==== Textauszug ====

Stets haben CDU und CSU dem § 96 Bundesvertriebenen- und Flüchtlingsgesetz einen hohen rechtlichen Stellenwert eingeräumt. Davon ausgehend wurde die Neukonzeption, die einzig auf Beschluss der Bundesregierung zurückgeht, von Anfang an hinsichtlich ihrer Legitimation in Zweifel gezogen. Das Gutachten bestätigt dies ausdrücklich und unterstreicht den hohen Stellenwert auch mit der Festschreibung im Einigungsvertrag. Die von der Bundesregierung in der Begründung ihrer Neukonzeption angegebenen veränderten Rahmenbedingungen werden ebenfalls verworfen. Im Gutachten heißt es dazu, dass "bloße 12 Jahre nach dem Beitritt der DDR zum freien Teil Deutschlands schon in Anbetracht des anhaltenden Spätaussiedlerzustroms keinesfalls von einem grundlegenden Wandel derjenigen Umstände die Rede sein" kann, "welche die Vertragsparteien des Einigungsvertrages zur Vereinbarung der uneingeschränkten Übernahme des § 96 BVFG in das Beitrittsgebiet veranlassten." Vielmehr ist die rechtliche Bestimmung einer willkürlichen Änderung durch Novellierung der Vorschrift entzogen. Einer faktischen Änderung durch Rechtsanwendung ist der § 96 BVFG somit erst recht entzogen. Im Gutachten wird festgestellt: "Erst recht gilt dies für eine bloße Änderung des Gesetzesvollzugs durch den Bund und die Länder, mit welcher der Zweck der unverändert fortbestehenden Norm vereitelt würde."

==== Angezeigte Zeilen ====

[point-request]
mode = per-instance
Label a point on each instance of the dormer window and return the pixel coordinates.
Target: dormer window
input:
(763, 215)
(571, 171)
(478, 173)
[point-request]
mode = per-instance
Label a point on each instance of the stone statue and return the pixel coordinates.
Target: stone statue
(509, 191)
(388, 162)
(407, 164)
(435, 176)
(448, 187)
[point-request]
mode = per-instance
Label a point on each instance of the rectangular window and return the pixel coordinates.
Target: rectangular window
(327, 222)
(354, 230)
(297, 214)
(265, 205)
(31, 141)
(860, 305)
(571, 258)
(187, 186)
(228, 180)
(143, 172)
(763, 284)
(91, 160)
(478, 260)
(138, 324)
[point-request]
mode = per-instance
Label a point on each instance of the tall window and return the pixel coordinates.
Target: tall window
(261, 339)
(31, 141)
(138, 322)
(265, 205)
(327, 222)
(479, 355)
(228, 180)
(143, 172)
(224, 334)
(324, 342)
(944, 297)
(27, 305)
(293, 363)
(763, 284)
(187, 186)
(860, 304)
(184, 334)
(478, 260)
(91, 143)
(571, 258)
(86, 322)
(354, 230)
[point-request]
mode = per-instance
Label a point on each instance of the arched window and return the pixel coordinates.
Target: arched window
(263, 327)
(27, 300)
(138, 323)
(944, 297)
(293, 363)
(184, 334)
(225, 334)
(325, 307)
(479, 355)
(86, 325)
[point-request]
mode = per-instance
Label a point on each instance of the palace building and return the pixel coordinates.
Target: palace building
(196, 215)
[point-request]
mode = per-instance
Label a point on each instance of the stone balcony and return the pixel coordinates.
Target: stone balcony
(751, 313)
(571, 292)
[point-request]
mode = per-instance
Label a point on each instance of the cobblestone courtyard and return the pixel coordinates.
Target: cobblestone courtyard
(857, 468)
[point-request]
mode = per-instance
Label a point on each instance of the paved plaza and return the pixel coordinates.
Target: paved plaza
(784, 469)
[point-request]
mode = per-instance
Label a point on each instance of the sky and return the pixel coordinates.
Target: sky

====

→ Aufgabenstellung:
1. Auf wessen Beschluss geht die Neukonzeption laut dem Textauszug zu § 96 BVFG zurück?
2. Schreibe den Textauszug zu § 96 BVFG im Anschluss an seinen letzten Satz weiter.

→ Lösungen:
1. Einzig auf Beschluss der Bundesregierung.

2.
Es ist daher festzustellen, dass die Neukonzeptionierung der Vertriebenenkulturarbeit, wie sie von der rot-grünen Bundesregierung vorgenommen wurde, einer rechtlichen Grundlage entbehrt.
Eine unionsgeführte Bundesregierung wird eine derartige Kahlschlagpolitik, die zudem geltendem Recht widerspricht, unverzüglich beenden. Dies kommt auch im gemeinsamen Regierungsprogramm von CDU und CSU zum Ausdruck. Sie wird die Mittel für die Kulturförderung der Vertriebenen nach § 96 schrittweise wieder erhöhen.
Auch wird eine unionsgeführte Bundesregierung die Förderung der Kulturarbeit an den Bedürfnissen der Träger orientieren, damit eine erfolgreiche Projektarbeit, vor allem in der kulturellen Breitenarbeit und im Bereich der verständigungspolitischen Arbeit garantiert ist. Eine erfolgreiche Projektarbeit bedarf eines gesicherten institutionellen und strukturellen Rahmens, um erfolgreich betrieben werden zu können. Eine von CDU und CSU geführte Bundesregierung wird sich dies zur Aufgabe machen und bestrebt sein, den Trägern der Kulturarbeit Planungsperspektiven zu geben.